*TASK TO CARRY OUT*.
Among the entries below, extract exactly the lines that run from the one with "Target: tall red-brick" through the one with "red tile roof.", both ends included.

*TASK MATERIAL*.
----
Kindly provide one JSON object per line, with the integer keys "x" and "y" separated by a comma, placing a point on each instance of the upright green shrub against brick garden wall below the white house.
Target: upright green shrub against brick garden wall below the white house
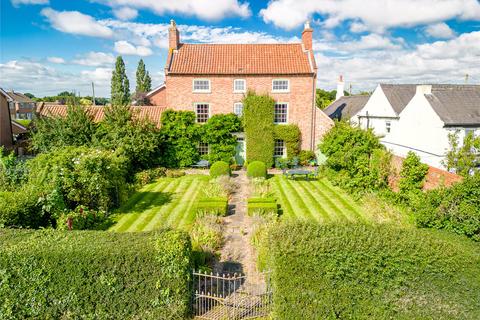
{"x": 412, "y": 174}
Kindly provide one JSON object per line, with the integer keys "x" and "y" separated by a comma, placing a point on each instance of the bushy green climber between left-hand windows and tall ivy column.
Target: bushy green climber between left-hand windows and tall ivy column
{"x": 217, "y": 132}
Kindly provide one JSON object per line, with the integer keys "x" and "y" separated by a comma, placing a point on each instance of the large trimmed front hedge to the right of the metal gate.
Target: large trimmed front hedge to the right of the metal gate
{"x": 372, "y": 272}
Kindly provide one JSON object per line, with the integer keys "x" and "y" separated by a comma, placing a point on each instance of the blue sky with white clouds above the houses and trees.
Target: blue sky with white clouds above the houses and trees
{"x": 48, "y": 46}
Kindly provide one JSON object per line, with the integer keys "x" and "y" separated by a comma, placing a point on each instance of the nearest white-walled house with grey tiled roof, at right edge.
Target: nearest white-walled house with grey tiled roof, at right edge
{"x": 430, "y": 116}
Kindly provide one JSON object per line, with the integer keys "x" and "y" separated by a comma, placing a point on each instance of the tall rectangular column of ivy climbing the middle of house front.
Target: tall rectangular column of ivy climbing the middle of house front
{"x": 259, "y": 127}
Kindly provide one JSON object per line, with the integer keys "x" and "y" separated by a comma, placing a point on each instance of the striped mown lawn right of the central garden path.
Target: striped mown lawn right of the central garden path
{"x": 316, "y": 200}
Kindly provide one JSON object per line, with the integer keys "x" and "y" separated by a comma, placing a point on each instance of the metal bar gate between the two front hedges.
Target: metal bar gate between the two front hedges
{"x": 229, "y": 296}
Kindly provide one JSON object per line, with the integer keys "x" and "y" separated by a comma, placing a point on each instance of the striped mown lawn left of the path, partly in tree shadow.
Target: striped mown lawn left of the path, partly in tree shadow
{"x": 168, "y": 202}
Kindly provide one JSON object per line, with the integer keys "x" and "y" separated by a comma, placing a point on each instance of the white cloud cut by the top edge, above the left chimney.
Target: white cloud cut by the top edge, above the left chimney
{"x": 203, "y": 9}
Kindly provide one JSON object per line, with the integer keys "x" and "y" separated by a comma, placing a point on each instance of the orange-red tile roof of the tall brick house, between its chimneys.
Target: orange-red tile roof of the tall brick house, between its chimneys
{"x": 287, "y": 58}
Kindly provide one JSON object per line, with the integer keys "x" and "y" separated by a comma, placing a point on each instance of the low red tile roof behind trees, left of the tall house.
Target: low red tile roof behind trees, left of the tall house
{"x": 153, "y": 113}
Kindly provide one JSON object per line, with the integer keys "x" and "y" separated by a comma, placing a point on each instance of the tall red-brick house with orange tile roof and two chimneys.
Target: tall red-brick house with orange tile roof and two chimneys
{"x": 213, "y": 79}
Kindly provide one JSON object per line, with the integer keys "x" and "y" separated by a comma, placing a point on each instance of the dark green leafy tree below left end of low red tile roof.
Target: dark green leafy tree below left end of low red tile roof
{"x": 75, "y": 129}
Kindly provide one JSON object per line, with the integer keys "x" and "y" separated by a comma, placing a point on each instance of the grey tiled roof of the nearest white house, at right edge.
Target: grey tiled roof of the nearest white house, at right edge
{"x": 456, "y": 105}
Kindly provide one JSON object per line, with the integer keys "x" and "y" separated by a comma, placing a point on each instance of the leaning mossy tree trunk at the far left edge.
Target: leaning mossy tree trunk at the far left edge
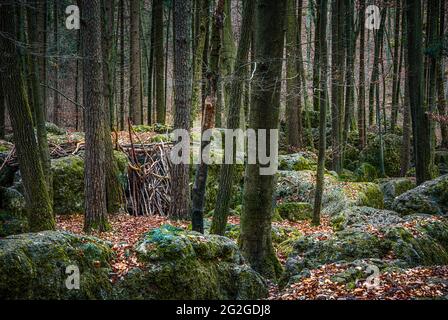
{"x": 37, "y": 199}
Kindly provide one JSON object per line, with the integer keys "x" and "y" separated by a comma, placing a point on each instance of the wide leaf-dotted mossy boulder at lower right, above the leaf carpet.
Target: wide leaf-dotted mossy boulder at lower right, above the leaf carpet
{"x": 367, "y": 234}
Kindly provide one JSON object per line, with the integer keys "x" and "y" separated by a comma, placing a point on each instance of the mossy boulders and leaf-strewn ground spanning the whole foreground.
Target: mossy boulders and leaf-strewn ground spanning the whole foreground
{"x": 379, "y": 238}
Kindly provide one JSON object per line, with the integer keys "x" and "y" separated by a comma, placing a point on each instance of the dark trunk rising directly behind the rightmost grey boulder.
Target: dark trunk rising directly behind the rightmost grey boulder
----
*SOLUTION TO THE PROBLEM*.
Target: tall red-brick house with orange tile roof and two chimneys
{"x": 213, "y": 79}
Kindly provide one JSON object per line, with the integer keys "x" and "y" separated by a comma, placing a point on each instance of the dark green leafy tree below left end of low red tile roof.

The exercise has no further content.